◆ **What the task asks**
Repeat word for word, please, only the lines from the one that includes "the horse head" through the final line of the data.

◆ **Exercise input**
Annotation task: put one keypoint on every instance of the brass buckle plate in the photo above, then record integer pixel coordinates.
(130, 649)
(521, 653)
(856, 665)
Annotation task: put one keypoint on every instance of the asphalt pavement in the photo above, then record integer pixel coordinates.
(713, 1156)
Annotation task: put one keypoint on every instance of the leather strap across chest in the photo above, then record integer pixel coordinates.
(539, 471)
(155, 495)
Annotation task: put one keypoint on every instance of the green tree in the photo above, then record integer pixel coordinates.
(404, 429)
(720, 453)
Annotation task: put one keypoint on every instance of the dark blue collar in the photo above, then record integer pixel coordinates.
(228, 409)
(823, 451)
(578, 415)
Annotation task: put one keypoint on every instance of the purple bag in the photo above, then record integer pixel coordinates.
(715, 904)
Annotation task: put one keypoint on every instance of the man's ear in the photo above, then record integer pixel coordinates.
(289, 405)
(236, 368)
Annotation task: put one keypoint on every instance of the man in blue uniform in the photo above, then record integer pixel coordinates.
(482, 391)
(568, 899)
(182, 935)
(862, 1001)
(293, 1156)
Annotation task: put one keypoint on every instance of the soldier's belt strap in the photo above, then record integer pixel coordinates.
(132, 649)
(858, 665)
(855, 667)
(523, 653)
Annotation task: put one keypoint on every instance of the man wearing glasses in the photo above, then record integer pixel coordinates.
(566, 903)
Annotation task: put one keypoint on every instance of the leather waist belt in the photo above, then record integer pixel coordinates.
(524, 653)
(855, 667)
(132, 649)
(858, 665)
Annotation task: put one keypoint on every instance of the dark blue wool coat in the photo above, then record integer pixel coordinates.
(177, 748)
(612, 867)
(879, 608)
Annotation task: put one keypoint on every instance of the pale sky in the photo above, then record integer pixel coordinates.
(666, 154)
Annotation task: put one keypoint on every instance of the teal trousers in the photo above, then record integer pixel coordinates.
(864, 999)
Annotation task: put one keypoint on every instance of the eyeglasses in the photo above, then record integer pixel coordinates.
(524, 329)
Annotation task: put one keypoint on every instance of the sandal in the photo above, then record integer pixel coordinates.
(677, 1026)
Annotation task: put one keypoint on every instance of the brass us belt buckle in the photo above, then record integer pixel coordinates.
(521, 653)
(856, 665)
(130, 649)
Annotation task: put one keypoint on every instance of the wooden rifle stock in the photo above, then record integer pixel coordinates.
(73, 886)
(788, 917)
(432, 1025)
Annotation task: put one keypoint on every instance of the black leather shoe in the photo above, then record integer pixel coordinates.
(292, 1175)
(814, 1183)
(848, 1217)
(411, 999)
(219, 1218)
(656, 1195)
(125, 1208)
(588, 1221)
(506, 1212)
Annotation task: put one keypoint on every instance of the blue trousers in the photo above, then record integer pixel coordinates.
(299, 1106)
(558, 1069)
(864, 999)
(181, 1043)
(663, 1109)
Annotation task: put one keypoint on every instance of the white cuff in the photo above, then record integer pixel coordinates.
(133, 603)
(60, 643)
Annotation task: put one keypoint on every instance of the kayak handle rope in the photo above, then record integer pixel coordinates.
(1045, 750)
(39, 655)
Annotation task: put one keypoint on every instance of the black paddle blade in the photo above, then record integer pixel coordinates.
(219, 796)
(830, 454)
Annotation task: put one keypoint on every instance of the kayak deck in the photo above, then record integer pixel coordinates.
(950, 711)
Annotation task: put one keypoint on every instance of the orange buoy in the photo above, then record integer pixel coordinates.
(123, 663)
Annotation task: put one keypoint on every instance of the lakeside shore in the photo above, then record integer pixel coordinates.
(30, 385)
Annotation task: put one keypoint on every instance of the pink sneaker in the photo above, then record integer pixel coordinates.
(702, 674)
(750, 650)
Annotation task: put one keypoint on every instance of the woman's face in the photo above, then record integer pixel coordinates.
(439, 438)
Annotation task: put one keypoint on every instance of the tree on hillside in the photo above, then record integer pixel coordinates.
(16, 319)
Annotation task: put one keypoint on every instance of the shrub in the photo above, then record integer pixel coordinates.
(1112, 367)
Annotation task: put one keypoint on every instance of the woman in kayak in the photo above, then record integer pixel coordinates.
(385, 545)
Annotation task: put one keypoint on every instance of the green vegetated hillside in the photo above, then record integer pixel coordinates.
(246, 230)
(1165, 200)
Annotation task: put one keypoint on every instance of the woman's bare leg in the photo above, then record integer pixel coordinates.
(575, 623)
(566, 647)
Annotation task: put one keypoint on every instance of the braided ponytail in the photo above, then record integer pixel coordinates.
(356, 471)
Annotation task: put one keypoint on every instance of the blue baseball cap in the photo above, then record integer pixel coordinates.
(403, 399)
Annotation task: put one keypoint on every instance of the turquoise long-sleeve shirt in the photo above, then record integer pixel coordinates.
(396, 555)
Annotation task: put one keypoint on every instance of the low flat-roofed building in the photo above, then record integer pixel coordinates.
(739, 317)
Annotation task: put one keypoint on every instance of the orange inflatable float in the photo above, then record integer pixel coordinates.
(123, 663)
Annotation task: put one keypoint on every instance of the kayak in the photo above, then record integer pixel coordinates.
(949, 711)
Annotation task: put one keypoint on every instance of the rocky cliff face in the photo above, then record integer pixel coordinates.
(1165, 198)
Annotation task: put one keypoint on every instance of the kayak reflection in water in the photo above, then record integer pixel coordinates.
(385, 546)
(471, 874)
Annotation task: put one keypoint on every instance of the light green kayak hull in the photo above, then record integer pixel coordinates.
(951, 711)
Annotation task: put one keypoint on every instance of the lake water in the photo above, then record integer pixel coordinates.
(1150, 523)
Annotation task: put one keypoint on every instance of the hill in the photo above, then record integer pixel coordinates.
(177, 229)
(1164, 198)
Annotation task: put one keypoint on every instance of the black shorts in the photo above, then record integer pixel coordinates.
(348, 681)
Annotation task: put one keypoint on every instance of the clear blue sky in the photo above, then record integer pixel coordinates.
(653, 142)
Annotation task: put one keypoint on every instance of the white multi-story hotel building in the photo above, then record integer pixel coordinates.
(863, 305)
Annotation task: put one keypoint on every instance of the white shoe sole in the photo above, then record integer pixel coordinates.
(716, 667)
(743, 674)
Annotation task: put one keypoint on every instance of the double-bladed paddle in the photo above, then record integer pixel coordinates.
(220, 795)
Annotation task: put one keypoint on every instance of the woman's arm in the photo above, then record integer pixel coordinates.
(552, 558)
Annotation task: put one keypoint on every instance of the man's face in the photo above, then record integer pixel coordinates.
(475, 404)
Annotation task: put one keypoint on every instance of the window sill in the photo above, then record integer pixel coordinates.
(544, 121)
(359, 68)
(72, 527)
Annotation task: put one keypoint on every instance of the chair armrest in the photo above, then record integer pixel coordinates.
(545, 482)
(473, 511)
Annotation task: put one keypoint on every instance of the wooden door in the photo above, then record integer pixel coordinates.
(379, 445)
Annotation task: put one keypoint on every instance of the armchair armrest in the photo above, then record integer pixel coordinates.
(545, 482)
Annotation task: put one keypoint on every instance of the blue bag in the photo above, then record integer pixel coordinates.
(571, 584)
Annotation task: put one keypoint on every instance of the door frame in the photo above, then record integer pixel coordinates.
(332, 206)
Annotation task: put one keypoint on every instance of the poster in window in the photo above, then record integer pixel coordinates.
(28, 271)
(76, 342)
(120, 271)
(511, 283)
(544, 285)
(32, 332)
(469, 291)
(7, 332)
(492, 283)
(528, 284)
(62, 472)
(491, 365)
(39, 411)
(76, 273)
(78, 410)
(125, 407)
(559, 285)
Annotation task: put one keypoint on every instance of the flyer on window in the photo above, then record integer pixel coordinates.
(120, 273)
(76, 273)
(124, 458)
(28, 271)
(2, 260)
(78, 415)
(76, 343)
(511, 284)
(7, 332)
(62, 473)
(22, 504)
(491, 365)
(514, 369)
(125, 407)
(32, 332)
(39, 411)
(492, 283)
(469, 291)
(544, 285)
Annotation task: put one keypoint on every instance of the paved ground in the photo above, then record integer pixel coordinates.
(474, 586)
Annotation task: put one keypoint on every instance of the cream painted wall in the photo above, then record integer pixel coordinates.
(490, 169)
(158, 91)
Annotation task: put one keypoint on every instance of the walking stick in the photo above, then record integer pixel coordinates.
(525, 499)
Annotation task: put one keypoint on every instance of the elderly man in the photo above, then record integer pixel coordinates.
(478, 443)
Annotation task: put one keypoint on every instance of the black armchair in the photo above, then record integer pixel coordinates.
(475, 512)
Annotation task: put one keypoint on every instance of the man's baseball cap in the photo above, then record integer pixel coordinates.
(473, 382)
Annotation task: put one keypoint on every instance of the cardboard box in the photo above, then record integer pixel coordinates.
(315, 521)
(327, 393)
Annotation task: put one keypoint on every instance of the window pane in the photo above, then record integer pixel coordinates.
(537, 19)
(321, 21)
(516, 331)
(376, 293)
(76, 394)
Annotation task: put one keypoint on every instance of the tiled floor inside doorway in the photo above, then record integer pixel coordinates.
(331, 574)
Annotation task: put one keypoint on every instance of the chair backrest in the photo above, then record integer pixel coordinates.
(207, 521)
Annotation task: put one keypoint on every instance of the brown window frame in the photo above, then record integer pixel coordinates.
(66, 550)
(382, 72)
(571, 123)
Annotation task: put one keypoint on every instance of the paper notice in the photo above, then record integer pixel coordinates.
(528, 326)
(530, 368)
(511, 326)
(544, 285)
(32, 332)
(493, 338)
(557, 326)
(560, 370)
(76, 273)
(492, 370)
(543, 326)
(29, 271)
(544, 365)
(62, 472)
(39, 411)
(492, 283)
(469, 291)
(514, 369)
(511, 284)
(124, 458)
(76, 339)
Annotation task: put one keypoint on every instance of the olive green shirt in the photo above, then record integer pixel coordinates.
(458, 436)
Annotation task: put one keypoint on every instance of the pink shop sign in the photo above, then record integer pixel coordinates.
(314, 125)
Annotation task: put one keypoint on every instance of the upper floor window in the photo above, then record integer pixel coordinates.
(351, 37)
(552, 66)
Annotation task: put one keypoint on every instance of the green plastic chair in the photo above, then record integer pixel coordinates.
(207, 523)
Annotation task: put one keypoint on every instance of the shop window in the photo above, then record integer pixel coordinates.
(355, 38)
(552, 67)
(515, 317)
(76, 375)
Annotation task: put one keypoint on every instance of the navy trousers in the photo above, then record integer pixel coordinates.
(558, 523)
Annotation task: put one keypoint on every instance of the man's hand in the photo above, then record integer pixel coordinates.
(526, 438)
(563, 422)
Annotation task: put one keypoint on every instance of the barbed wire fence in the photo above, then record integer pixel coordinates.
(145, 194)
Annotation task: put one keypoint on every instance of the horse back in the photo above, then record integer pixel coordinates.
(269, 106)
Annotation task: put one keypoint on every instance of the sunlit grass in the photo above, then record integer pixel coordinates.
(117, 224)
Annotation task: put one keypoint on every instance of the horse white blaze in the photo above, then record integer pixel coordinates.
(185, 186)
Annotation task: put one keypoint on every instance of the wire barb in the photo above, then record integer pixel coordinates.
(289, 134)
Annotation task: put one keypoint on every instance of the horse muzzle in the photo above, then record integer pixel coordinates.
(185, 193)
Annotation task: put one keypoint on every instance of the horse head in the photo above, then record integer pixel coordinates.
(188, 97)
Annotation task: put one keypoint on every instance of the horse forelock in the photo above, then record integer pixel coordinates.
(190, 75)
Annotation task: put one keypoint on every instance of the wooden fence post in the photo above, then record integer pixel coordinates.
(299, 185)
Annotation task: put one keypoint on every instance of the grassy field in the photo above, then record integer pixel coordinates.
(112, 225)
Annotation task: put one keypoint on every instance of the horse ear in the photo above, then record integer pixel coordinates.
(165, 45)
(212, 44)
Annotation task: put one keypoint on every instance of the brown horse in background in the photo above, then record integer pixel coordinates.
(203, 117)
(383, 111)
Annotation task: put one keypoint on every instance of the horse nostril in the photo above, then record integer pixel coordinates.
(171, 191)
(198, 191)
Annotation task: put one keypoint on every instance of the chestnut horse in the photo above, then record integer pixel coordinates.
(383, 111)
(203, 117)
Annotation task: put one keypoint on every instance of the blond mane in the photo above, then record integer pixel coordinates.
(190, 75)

◆ **Worked solution**
Annotation task: put one keypoint on every instance of the horse head in the photo above, then record integer pixel coordinates.
(188, 97)
Annotation task: put one keypoint on every instance of the horse forelock in the photo above, then record integer pixel coordinates.
(190, 75)
Annotation task: put one keypoint on every instance of the wooden fence post in the photo above, then record integer pixel coordinates.
(299, 185)
Annotation task: put one keypoint on every instance of the grassy field in the photo above, then record integer pixel coordinates.
(112, 225)
Annotation task: put one keypoint on every instance of the horse ear in the photo above, then record integer pixel coordinates.
(165, 45)
(212, 44)
Annotation task: put one keypoint on every instance of the brown horse in background in the photo above, then record integer pixel coordinates.
(203, 117)
(383, 111)
Annotation task: put one keypoint on every instance of the horse nostril in the photo above, then record integer pixel coordinates.
(171, 191)
(198, 191)
Annotation task: put one keypoint on every instance of the chestnut horse in the photo above, then record integer pixel coordinates.
(383, 111)
(203, 117)
Annotation task: put one keypoint on every instance of the blond mane in the photo above, then record integer pixel coordinates.
(190, 75)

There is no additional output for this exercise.